-------- SOURCE MATERIAL --------

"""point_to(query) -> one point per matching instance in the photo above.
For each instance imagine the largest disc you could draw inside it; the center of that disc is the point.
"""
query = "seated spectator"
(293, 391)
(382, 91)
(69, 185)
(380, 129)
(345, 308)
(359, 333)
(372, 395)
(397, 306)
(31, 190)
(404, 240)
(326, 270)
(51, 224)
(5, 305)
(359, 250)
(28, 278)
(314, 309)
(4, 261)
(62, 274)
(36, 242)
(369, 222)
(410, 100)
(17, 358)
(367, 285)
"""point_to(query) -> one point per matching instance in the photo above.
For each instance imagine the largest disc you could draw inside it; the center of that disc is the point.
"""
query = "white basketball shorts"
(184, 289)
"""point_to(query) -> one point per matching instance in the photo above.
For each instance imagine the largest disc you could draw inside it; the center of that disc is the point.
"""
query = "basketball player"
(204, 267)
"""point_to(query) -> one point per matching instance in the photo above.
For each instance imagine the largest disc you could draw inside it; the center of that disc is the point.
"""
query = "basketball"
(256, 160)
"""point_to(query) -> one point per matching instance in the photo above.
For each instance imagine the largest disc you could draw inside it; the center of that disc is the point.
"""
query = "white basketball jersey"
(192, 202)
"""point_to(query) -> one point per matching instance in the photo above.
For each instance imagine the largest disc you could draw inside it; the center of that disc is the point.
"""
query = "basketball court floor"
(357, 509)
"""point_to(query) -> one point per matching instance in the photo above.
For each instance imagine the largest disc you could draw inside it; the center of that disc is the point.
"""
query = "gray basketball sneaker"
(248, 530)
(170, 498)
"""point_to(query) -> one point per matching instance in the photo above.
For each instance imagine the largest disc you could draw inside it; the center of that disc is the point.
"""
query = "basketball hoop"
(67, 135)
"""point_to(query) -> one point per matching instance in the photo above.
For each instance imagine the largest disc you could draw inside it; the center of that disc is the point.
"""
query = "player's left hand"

--------

→ **TASK DETAILS**:
Repeat each line of the data exactly, missing none.

→ **TASK ANSWER**:
"""point_to(query) -> one point per matching instance in the photo above.
For each instance imagine the largest disc you could draw inside it; the center of that disc is the point.
"""
query = "seated spectator"
(293, 391)
(382, 91)
(69, 185)
(380, 129)
(345, 308)
(359, 333)
(372, 395)
(397, 306)
(31, 190)
(404, 240)
(326, 270)
(51, 224)
(5, 305)
(359, 250)
(28, 278)
(314, 309)
(4, 261)
(62, 274)
(36, 242)
(369, 222)
(410, 100)
(17, 358)
(367, 285)
"""point_to(query) -> one point per matching instance in the photo above.
For each instance imagine the largest disc you could draw inside it; the center of that disc is the point.
"""
query = "white basketball shorts"
(184, 289)
"""point_to(query) -> one point per matching instance in the photo above.
For each instance imagine the largest disc you could draw inside it; the center of that disc is the point.
"""
query = "basketball player"
(204, 267)
"""point_to(query) -> one point per matching instance in the photo above.
For each instance imagine the largest disc you could draw inside it; the center of that disc is the point.
"""
query = "basketball"
(256, 160)
"""point_to(query) -> one point per matching instance in the photo above.
For each instance imagine the largest disc you could draw inside it; the center of that disc is the point.
"""
query = "white basketball jersey"
(192, 202)
"""point_to(query) -> one point per matching instance in the photo above.
For each instance imagine the largest disc you could draw inside it; the center of that disc is the point.
"""
query = "basketball court floor"
(357, 509)
"""point_to(query) -> one point per matching instance in the photo above.
For each instance imagine the largest disc you could draw inside it; the center of that disc is the point.
"""
query = "gray basketball sneaker"
(248, 530)
(170, 498)
"""point_to(query) -> one point per matching instance in the photo above.
For each instance imagine the largest disc you could draw inside it; the center of that disc is the point.
"""
query = "basketball hoop"
(67, 135)
"""point_to(query) -> one point per matching instance in the photo above.
For each instance imagine the largest disc you could draw inside it; the center of that disc is the point.
"""
query = "player's left hand"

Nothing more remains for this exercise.